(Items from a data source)
————————
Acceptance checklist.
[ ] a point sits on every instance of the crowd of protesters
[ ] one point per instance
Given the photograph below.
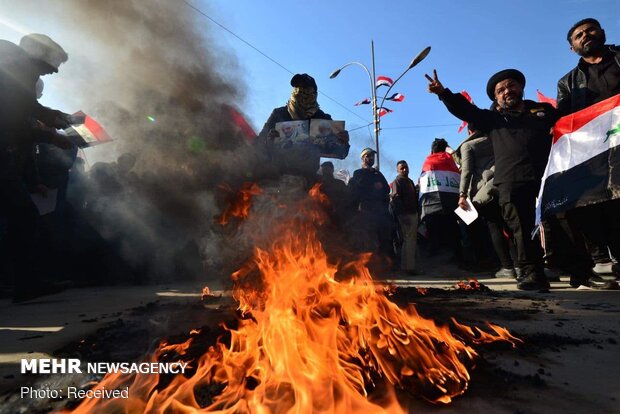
(499, 173)
(497, 170)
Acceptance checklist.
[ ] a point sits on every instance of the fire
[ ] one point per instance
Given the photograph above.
(240, 205)
(310, 343)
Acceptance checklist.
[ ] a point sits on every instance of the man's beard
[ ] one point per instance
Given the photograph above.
(511, 102)
(596, 45)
————————
What needs to be done => Only the pictures are to be left out; write out all the other data exactly.

Result of the task =>
Acceptance checklist.
[ ] a point sits on every instance of the crowd of protesters
[ ] one point per instance
Given the photograph below.
(499, 173)
(497, 170)
Acceptance checklist.
[ ] a point sits on every instance of the fire
[ ] one point per instance
Given the photograph above.
(240, 205)
(310, 343)
Acceptance checklist.
[ ] a point sits on every instance of the man's beard
[ ] one point per instance
Given the photograph above.
(511, 102)
(596, 45)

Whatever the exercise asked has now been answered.